> **Required tasks**
1 - In the news story about the toddler carried down the Peace River, what nickname did his relatives give him?
2 - Duplicate the news story about the toddler carried down the Peace River from "Ever since he" up to and including "12 kilometres downstream.".
3 - Pick up the news story about the toddler carried down the Peace River after its last sentence and continue it.

> **Extract to read**
--*--
Three-year-old Demetrius Jones survived unscathed when he mistakenly launched his motorized toy truck into the Peace River on Sunday morning, and the current carried him off for two hours.

Ever since he learned how to walk, three-year-old Demetrius Jones's family has had to keep a close eye on the toddler when there are cars nearby. The boy's fixation with anything on four wheels earned him the nickname "Tire Man" among relatives, after his habit of carefully inspecting rims and tread. And his curiosity occasionally gets the adventurous roamer into trouble.

"If a car's unlocked, it's fair game to him," says his grandmother, Anita Neudorf.

And on Sunday morning, Demetrius's fondness for cars got him into some very deep trouble. The boy wandered off from his parents' campsite near Taylor, B.C., with his prized toy, a motorized truck. While no one was looking, Demetrius angled his truck down a steep boat launch into the Peace River and suddenly found himself caught in the swift current, clinging to the toy as he was swept 12 kilometres downstream.

Incredibly, when rescuers caught up to Demetrius two hours later he was unscathed - cold, but still gripping his floating truck.



Don Loewen was on the boat that spotted the boy in the water, about 25 metres from shore. The four-wheeler had been flipped by the current, but the toddler had managed to climb on top of the upturned toy.

"He was kneeling on it on all fours, holding on to the steering axle. He was as still as he could be," said Mr. Loewen, who dived in and swam over to the boy.
--*--
> **Given entries**
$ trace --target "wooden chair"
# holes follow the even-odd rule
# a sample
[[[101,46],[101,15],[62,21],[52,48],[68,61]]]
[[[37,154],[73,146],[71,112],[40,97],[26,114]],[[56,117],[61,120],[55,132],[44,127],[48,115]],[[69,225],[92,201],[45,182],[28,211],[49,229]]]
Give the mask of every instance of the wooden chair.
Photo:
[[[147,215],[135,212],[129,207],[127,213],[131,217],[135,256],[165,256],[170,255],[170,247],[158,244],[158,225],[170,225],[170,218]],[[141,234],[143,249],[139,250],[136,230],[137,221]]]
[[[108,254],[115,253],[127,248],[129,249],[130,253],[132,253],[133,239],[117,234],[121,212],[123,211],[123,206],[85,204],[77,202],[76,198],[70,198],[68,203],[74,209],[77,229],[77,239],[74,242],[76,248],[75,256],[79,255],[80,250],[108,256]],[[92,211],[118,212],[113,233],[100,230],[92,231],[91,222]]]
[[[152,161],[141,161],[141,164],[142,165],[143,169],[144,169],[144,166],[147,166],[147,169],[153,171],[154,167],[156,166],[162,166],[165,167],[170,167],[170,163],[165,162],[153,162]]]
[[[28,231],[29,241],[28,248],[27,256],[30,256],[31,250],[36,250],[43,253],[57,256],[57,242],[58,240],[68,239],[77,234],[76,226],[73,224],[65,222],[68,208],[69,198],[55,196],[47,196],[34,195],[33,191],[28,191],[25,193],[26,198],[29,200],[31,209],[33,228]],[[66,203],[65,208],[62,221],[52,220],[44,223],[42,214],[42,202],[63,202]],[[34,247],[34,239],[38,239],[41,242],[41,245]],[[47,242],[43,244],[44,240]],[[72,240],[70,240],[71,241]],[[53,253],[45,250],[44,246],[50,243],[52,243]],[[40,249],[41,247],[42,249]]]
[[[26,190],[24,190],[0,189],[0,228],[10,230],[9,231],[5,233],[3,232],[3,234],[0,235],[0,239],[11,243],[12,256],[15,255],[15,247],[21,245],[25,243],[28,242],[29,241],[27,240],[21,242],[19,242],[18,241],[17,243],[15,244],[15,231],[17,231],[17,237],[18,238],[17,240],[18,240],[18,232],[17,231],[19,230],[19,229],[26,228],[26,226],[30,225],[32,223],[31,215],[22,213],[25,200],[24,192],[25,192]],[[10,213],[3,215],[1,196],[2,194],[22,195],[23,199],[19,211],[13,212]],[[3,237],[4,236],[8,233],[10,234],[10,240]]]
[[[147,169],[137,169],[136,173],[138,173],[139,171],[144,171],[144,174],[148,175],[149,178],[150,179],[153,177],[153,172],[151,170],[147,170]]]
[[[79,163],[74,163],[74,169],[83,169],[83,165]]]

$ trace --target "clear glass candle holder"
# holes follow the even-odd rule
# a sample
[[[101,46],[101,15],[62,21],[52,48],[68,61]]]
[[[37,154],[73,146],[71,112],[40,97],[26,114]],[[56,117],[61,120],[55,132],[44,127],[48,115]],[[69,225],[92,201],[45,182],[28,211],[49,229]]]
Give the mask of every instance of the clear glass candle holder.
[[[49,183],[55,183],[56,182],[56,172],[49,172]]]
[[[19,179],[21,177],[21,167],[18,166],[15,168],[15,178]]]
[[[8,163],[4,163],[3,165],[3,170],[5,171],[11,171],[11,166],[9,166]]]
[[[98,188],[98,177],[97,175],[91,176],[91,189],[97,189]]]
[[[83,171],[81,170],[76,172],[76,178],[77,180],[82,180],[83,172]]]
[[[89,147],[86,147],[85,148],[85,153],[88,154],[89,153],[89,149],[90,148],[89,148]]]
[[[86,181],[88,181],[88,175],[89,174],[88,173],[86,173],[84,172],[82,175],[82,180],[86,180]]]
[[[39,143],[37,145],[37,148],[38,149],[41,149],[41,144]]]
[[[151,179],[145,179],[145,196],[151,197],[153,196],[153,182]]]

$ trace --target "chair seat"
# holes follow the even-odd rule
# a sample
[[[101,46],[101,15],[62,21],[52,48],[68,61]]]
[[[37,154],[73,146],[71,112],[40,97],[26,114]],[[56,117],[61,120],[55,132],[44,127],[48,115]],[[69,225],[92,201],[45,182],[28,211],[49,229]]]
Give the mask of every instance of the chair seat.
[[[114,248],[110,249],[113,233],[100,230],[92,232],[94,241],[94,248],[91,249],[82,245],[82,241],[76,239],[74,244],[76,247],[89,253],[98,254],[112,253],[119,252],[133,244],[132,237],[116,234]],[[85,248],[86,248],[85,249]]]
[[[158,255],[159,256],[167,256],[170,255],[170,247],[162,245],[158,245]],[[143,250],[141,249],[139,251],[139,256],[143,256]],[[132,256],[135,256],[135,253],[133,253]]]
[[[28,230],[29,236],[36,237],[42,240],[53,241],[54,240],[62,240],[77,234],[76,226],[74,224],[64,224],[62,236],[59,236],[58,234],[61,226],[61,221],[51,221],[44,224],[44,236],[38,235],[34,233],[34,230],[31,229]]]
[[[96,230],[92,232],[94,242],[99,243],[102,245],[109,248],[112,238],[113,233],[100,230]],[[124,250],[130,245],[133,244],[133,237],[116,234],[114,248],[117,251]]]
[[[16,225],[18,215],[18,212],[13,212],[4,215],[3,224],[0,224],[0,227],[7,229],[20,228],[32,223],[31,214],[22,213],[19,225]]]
--*--
> **Responses to the exercise**
1 - "Tire Man"

2 -
Ever since he learned how to walk, three-year-old Demetrius Jones's family has had to keep a close eye on the toddler when there are cars nearby. The boy's fixation with anything on four wheels earned him the nickname "Tire Man" among relatives, after his habit of carefully inspecting rims and tread. And his curiosity occasionally gets the adventurous roamer into trouble.

"If a car's unlocked, it's fair game to him," says his grandmother, Anita Neudorf.

And on Sunday morning, Demetrius's fondness for cars got him into some very deep trouble. The boy wandered off from his parents' campsite near Taylor, B.C., with his prized toy, a motorized truck. While no one was looking, Demetrius angled his truck down a steep boat launch into the Peace River and suddenly found himself caught in the swift current, clinging to the toy as he was swept 12 kilometres downstream.

3 -
Mr. Loewen and the other men in the boat quickly stripped off their own shirts to warm him up, but Demetrius - wearing just a T-shirt, a diaper and sneakers - wasn't concerned about the cold.





"The first thing he said when they were wrapping him up was 'Where's the car at?'" said Mr. Loewen, a 54-year-old contractor from Rose Prairie who happened to be staying at the same campground that weekend.

The men dutifully dragged the truck onto the boat and brought it back to shore where Demetrius's panicked family were waiting. The RCMP officers who had been called in to co-ordinate the search took him to hospital, where he was treated for mild hypothermia and released a few hours later.

Demetrius's grandmother said his parents, who also have a four-month-old boy, are too shaken up to talk about what happened. Ms. Neudorf said that when Demetrius's parents asked him how he ended up in the water, he said just three words: "truck, boat, river."

"We think he meant his truck was his boat and he floated down the river," explained Ms. Neudorf.

Demetrius returned to the campground on Sunday, where a family party to mark the boy's upcoming birthday turned into a celebration to thank the dozens of other campers who had helped find him.

"He won't even remember all that in a few years, but everybody else will," Mr. Loewen said. "There's logjams and everything down that river. It's just absolutely a miracle."